3 Barbarossa's sword – Hitler's armed forces in 1941

Carrying fear before them and expectation behind – Hitler's panzer arm

Materiel
deficiencies within the army were in no way a sudden or surprising occurrence, having dogged it since the start of the war. They could hardly be attributed to battlefield losses which had been relatively light. Instead, the lack of coherent overall direction, systemic inefficiency, corrupt officialdom, rivalries between the armed services, stifling bureaucracy, and the poorly co-ordinated actions of economic planners, military commanders and industrialists led to the army's predicament. Added to this was the inherent shortage of manpower, raw materials and specialised machine tools. The result was plain; while the
Soviet Union and
Britain almost doubled their armament production in only the second year of the war, and the
United States tripled theirs,
Germany's armament production stagnated and achieved no further growth between 1940 and 1941.
1

Beyond administrative complexities, Germany's armament industry also suffered from structural flaws owing to the specialised assembly process which, as a rule, turned out technically advanced, high-quality weapons in a daunting multiplicity of makes and designs, but for these reasons proved unsuited to the demands of mass production. Underscoring the extent of industrial dispersal and accordant organisational overlap is the bewildering array of armaments being constructed which at its height saw 425 different models of aircraft in production, and equipped the army with 150 different makes of trucks and motor-cycles.
2
Eventually the gross impracticality of this confused and inefficient system drew a harsh rebuke from
Hitler, who insisted in May 1941 that ‘more primitive, robust construction’ must follow with the introduction of ‘crude mass-production’.
3
Even if immediately enacted such measures would have
been too late to have any bearing on the assembling invasion force. However, they do reflect the lamentable state of the German war economy and its inability to come of age before the crucial turning point of the war was reached. Indeed, true reform of the armaments sector proved to be another whimsical flirtation of Hitler's erratic mind and soon succumbed to his over inflated self-assurance in the success of Barbarossa. Accordingly,
War Directive 32 (issued 11 June 1941) opened with the conceited claim: ‘After the destruction of the Soviet Armed Forces Germany and
Italy will be military masters of the European continent.’ It then went on to formally direct the main industrial effort towards the air force and navy.

══════

_TASKS_.
1. Tally the lines of the entries below that contain the string "blue", matching case exactly, and give only that number.
2. Carry on the excerpt about Germany's armed forces and armament production in 1941 from the point where it stops.

══════

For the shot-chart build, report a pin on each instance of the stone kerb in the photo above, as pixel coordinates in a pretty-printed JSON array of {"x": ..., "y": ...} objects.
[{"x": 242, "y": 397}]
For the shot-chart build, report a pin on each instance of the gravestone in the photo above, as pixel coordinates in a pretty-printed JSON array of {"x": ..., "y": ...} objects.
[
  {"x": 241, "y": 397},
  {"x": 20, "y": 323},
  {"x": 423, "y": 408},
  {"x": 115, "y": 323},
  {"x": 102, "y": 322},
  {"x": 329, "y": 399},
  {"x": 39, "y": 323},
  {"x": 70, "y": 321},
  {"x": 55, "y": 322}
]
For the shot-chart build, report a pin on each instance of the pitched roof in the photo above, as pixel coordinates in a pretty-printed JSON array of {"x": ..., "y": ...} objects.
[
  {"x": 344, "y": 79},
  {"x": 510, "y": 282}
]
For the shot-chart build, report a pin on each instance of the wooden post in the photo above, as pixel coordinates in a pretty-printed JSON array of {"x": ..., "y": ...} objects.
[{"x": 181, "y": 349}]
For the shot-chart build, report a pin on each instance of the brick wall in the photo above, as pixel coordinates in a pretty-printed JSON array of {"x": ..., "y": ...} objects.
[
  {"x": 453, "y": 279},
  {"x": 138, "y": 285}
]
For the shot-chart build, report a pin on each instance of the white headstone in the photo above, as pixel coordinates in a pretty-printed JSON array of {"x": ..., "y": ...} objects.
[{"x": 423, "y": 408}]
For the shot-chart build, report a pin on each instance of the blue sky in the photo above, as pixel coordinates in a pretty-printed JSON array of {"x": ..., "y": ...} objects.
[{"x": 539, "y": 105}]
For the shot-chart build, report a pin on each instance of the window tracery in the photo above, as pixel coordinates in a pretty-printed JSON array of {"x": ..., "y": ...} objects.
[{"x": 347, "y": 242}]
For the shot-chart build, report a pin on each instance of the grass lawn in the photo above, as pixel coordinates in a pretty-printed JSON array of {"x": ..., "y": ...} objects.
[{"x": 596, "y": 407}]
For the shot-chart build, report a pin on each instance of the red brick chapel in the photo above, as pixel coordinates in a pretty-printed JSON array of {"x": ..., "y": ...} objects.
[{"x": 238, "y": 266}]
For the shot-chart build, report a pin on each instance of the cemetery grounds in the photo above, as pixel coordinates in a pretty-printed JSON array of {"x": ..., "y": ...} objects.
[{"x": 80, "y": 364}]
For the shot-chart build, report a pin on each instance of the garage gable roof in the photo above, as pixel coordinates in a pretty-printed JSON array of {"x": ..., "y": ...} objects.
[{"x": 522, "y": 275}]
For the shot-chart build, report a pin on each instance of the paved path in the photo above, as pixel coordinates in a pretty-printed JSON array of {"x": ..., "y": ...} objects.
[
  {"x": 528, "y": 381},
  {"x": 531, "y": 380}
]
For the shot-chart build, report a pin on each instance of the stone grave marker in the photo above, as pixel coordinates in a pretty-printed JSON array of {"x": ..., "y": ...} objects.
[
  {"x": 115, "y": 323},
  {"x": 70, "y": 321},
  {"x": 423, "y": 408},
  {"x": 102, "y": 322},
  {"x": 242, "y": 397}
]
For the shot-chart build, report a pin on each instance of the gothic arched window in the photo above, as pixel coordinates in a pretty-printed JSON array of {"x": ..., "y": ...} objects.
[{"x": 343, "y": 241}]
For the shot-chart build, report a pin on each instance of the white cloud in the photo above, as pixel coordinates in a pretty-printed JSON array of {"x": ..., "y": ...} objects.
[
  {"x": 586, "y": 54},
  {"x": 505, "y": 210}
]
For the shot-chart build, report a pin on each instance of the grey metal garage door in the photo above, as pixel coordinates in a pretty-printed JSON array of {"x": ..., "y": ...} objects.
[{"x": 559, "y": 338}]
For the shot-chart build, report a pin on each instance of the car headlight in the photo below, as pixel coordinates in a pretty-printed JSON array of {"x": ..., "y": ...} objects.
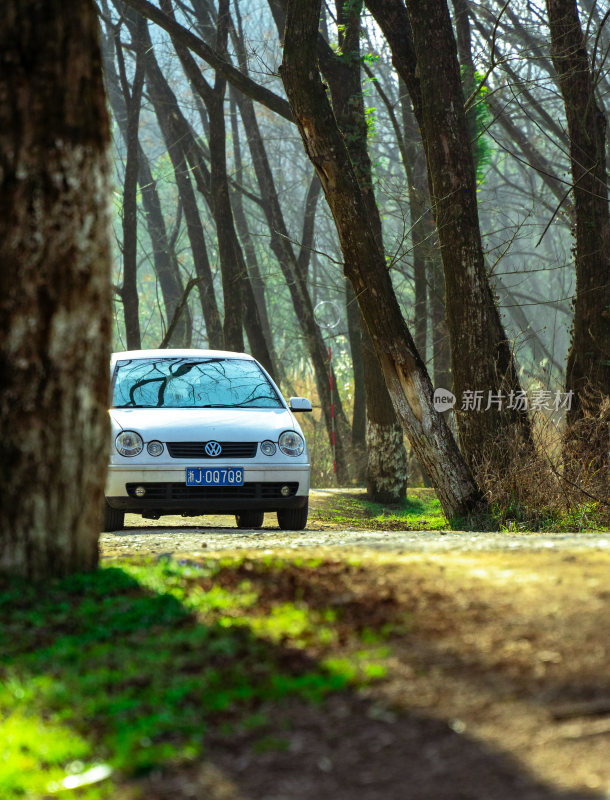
[
  {"x": 291, "y": 444},
  {"x": 129, "y": 443},
  {"x": 268, "y": 447}
]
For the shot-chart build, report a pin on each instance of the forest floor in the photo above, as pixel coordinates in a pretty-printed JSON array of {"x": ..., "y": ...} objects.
[{"x": 377, "y": 665}]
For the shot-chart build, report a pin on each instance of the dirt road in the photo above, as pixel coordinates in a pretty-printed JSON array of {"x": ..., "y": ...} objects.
[{"x": 497, "y": 677}]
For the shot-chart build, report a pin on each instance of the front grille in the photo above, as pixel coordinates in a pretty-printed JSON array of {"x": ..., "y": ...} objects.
[
  {"x": 197, "y": 449},
  {"x": 180, "y": 491}
]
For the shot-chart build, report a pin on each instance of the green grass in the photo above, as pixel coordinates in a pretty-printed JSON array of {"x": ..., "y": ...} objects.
[
  {"x": 108, "y": 675},
  {"x": 422, "y": 511},
  {"x": 419, "y": 511}
]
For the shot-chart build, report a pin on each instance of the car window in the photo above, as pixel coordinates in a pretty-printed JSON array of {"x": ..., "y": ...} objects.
[{"x": 192, "y": 383}]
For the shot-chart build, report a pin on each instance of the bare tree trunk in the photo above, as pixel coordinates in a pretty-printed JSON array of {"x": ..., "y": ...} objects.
[
  {"x": 481, "y": 354},
  {"x": 406, "y": 376},
  {"x": 164, "y": 256},
  {"x": 588, "y": 368},
  {"x": 166, "y": 109},
  {"x": 345, "y": 82},
  {"x": 254, "y": 273},
  {"x": 54, "y": 287},
  {"x": 354, "y": 333},
  {"x": 133, "y": 102}
]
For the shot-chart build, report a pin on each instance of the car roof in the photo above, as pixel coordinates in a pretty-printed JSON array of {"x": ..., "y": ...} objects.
[{"x": 177, "y": 353}]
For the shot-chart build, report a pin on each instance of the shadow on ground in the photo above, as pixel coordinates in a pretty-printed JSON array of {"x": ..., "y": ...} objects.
[{"x": 162, "y": 692}]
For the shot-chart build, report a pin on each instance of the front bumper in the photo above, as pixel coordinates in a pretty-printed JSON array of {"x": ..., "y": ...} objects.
[{"x": 166, "y": 491}]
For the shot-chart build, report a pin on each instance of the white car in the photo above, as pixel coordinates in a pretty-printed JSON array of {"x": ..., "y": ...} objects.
[{"x": 203, "y": 432}]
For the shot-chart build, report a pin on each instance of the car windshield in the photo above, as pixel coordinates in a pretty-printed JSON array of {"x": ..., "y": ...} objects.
[{"x": 167, "y": 382}]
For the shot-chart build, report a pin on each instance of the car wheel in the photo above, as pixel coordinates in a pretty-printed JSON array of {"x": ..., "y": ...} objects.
[
  {"x": 114, "y": 520},
  {"x": 250, "y": 519},
  {"x": 293, "y": 519}
]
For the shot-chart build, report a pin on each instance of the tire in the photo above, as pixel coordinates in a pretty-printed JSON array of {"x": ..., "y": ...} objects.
[
  {"x": 250, "y": 519},
  {"x": 293, "y": 519},
  {"x": 114, "y": 520}
]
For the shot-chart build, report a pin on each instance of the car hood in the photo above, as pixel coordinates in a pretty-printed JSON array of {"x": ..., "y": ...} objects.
[{"x": 196, "y": 424}]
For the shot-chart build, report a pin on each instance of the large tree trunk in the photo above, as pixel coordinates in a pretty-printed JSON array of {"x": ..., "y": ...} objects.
[
  {"x": 588, "y": 368},
  {"x": 345, "y": 82},
  {"x": 133, "y": 101},
  {"x": 167, "y": 111},
  {"x": 406, "y": 376},
  {"x": 254, "y": 276},
  {"x": 480, "y": 352},
  {"x": 54, "y": 287}
]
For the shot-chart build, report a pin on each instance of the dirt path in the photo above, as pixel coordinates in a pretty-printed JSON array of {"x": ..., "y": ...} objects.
[{"x": 498, "y": 679}]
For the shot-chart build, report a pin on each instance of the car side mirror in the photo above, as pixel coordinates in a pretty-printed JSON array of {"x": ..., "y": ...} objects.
[{"x": 299, "y": 404}]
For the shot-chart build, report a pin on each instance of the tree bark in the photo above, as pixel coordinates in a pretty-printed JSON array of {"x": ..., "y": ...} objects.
[
  {"x": 406, "y": 376},
  {"x": 167, "y": 111},
  {"x": 164, "y": 256},
  {"x": 424, "y": 53},
  {"x": 588, "y": 367},
  {"x": 254, "y": 274},
  {"x": 54, "y": 287},
  {"x": 296, "y": 280},
  {"x": 343, "y": 73},
  {"x": 133, "y": 102}
]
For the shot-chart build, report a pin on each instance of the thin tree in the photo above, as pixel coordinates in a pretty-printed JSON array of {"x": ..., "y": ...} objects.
[
  {"x": 54, "y": 287},
  {"x": 424, "y": 53},
  {"x": 406, "y": 377},
  {"x": 588, "y": 367}
]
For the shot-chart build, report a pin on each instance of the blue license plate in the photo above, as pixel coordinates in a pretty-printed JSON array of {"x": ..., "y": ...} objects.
[{"x": 220, "y": 476}]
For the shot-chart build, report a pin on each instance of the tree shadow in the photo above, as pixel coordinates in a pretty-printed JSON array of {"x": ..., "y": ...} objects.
[{"x": 155, "y": 689}]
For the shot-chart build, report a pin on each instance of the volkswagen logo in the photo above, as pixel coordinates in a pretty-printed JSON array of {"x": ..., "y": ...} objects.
[{"x": 213, "y": 449}]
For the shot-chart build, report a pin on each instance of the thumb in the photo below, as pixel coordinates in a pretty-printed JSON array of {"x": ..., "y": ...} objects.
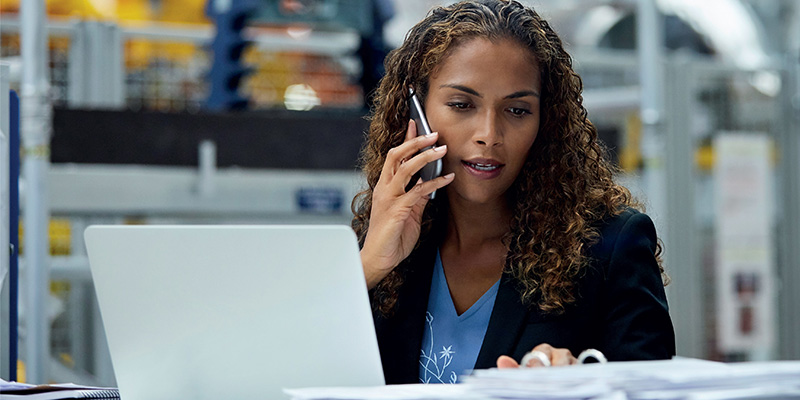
[{"x": 506, "y": 362}]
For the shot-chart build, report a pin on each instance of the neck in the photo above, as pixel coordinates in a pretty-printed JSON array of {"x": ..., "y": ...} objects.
[{"x": 472, "y": 225}]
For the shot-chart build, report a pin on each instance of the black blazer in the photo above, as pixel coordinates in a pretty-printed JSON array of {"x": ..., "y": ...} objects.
[{"x": 621, "y": 308}]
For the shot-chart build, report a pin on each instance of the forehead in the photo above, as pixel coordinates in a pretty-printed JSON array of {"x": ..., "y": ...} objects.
[{"x": 489, "y": 61}]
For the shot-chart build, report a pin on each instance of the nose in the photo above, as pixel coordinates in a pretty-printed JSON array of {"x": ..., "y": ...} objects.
[{"x": 487, "y": 132}]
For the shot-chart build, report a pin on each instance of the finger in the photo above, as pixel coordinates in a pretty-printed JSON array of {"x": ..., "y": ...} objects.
[
  {"x": 424, "y": 189},
  {"x": 506, "y": 362},
  {"x": 561, "y": 357},
  {"x": 411, "y": 132},
  {"x": 407, "y": 169},
  {"x": 405, "y": 151}
]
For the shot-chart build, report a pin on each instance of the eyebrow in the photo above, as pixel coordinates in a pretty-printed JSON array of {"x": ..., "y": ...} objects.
[{"x": 515, "y": 95}]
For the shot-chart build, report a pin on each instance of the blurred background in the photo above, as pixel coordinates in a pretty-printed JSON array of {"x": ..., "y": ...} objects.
[{"x": 252, "y": 111}]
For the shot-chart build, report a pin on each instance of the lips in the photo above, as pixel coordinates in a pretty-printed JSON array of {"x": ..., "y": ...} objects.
[{"x": 483, "y": 167}]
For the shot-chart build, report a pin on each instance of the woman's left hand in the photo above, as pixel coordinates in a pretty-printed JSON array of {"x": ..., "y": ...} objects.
[{"x": 556, "y": 356}]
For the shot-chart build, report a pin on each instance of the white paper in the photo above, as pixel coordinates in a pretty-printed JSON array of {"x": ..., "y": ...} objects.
[
  {"x": 744, "y": 242},
  {"x": 388, "y": 392}
]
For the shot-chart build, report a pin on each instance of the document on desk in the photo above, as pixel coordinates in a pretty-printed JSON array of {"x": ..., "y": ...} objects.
[
  {"x": 388, "y": 392},
  {"x": 679, "y": 378}
]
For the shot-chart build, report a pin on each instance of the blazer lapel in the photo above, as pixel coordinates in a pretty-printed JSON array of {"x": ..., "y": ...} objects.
[{"x": 505, "y": 324}]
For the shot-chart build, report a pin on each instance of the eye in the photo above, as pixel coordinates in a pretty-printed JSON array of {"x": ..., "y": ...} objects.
[
  {"x": 518, "y": 112},
  {"x": 459, "y": 106}
]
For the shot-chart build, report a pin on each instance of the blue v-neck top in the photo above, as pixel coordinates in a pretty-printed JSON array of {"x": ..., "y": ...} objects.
[{"x": 451, "y": 342}]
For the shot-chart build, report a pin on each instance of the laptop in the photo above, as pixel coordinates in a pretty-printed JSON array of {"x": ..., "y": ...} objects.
[{"x": 233, "y": 312}]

══════

_RESULTS_.
1. 3

2.
4

The shift away from army production was not a new occurrence, having been a feature of the incoherent armaments policy pursued since the defeat of
France. After first reducing the size of the army in the wake of the victory in the west, the later prospect of an eastern campaign forced a reversal, increasing it to 180 divisions and doubling the number of armoured divisions. Yet, in spite of the extensive expansion, the army was relegated by the OKW to third place among the priorities of the three services – a decision that went unchallenged by Hitler and the OKH.
5
Again, rank over-confidence in the coming campaign was to blame, with
Jodl stating:

The next intended army operation can be easily carried through with the present strength and munitions allotment…If we must soon carry out such a great campaign then one can do it just the same with 12 panzer divisions as with 24 panzer brigades as more will not be available before spring anyway. In that case one saves an enormous amount of auxiliary weapons and rearward services.
6

Echoing this audacious assessment, the army's weapons department later concluded that the reduced capacities and existing stockpiles would be sufficient to cope with ‘
all
conceivable future requirements of the war’.
7

The implications for Barbarossa were profound. Not only was the army lightly armed, but rectifying the problem by switching resources back to it would be a laborious process requiring many months before tangible results could be seen on the battlefield. Yet the short campaigning season and the time demands of the operational plan did not allow for this, meaning the war would have to be won rapidly without recourse to, or reliance on, new industrial production, which in any case was being squeezed to a trickle.